Please return all of the records that follow, exactly as written.

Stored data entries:
--*--
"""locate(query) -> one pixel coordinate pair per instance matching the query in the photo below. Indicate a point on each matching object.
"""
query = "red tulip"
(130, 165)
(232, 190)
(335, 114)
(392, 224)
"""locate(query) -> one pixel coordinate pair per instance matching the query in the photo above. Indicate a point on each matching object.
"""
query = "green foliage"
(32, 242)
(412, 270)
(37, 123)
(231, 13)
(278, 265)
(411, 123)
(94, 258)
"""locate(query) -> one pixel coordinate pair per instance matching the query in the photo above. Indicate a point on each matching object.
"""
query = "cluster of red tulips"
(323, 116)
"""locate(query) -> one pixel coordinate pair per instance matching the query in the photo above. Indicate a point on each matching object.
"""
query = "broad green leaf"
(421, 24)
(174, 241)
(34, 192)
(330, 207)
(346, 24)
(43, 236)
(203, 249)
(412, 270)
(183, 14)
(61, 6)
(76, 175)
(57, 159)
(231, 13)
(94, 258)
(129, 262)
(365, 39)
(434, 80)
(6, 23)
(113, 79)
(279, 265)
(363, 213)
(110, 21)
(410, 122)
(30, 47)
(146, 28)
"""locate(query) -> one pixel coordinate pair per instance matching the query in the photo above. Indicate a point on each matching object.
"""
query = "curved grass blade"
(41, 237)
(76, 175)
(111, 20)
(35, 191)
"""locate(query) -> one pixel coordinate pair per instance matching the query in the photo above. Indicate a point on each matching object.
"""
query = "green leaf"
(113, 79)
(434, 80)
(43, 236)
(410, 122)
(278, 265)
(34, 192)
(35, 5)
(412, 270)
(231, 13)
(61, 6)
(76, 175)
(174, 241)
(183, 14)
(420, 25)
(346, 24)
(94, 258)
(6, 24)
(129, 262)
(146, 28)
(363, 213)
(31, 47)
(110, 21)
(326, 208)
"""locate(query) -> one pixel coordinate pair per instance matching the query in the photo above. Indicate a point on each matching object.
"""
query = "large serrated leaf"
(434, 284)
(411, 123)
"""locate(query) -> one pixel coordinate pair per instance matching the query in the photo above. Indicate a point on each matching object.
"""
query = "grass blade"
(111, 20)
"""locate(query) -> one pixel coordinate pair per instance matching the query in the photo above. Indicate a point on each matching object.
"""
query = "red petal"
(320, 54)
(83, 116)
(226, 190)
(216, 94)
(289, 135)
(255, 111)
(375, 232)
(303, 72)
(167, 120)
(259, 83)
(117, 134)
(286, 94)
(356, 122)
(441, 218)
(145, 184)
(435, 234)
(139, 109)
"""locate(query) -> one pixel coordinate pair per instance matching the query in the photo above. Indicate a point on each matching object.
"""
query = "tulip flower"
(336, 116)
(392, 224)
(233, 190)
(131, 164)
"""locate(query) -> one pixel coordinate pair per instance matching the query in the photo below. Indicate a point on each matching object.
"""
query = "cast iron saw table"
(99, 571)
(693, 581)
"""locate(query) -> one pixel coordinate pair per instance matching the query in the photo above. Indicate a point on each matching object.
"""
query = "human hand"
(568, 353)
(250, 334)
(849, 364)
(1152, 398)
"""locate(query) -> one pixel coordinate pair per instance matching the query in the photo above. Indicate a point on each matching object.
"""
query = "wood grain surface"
--*--
Problem solution
"""locate(query) -> one pixel coordinate pair per instance matching the query in the photo below. Indicate a point on each matching object.
"""
query = "red tulip"
(130, 165)
(232, 190)
(335, 114)
(392, 224)
"""locate(query) -> one pixel coordinate pair per instance matching the query in the photo above. Indicate a point on each matching object.
"""
query = "green foliage"
(32, 242)
(412, 270)
(37, 123)
(231, 13)
(278, 265)
(411, 123)
(94, 258)
"""locate(query) -> one pixel coordinate pair per instance matching the query in the photo above. Indicate a point on each matching object.
"""
query = "cluster of red tulips"
(323, 116)
"""locate(query) -> one pixel coordinate pair per instance matching the query in the photo above. Indicate a point on each matching object.
"""
query = "broad green leaf"
(421, 24)
(174, 241)
(34, 192)
(330, 207)
(346, 24)
(43, 236)
(203, 249)
(412, 270)
(183, 14)
(61, 6)
(76, 175)
(57, 159)
(231, 13)
(94, 258)
(129, 262)
(365, 39)
(434, 80)
(6, 23)
(113, 79)
(279, 265)
(363, 213)
(110, 21)
(410, 122)
(30, 47)
(146, 28)
"""locate(query) -> one pixel coordinate pair per instance matching the query in the photo above. Indicate a point on each matching object.
"""
query = "curved grass blade"
(41, 237)
(76, 175)
(111, 20)
(35, 191)
"""locate(query) -> one pixel coordinate pair per instance matching the query in the photo above. Indicate a point on each matching object.
"""
query = "green leaf"
(113, 79)
(434, 80)
(43, 236)
(410, 122)
(278, 265)
(34, 192)
(35, 5)
(412, 270)
(231, 13)
(61, 6)
(76, 175)
(174, 241)
(183, 14)
(420, 25)
(346, 24)
(94, 258)
(6, 24)
(129, 262)
(146, 28)
(363, 213)
(31, 47)
(110, 21)
(326, 208)
"""locate(query) -> one pixel coordinate pair per instance matching the query in the photo above. Indicate a point on each matching object.
"""
query = "large serrated leaf"
(434, 284)
(411, 123)
"""locate(query) -> one pixel coordinate pair per instance matching the query in the photo above. Indicate a point on each matching object.
"""
query = "grass blade"
(111, 20)
"""locate(query) -> one pixel coordinate pair per instance matching the query in the photo above. Indicate a point on each matching object.
"""
query = "red petal"
(320, 54)
(83, 116)
(226, 190)
(216, 94)
(289, 135)
(255, 111)
(375, 232)
(303, 72)
(167, 120)
(259, 83)
(117, 134)
(286, 94)
(356, 122)
(441, 218)
(145, 184)
(435, 234)
(139, 109)
"""locate(query) -> one pixel coordinate pair per instance matching the query in the photo above. Indicate a point on each matching object.
"""
query = "tulip flower"
(336, 116)
(392, 224)
(233, 190)
(131, 164)
"""locate(query) -> one pixel coordinate pair per instance matching the query in the photo below. Indicate a point on each matching object.
"""
query = "cast iron saw table"
(99, 571)
(693, 581)
"""locate(query) -> one pixel coordinate pair per instance matching the query in the photo above. Indicate a point on each matching object.
"""
query = "human hand"
(568, 353)
(250, 334)
(849, 364)
(1152, 398)
"""locate(query) -> one pixel coordinate pair per instance matching the query in the photo above. Indicate a point on each matching object.
"""
query = "wood grain surface"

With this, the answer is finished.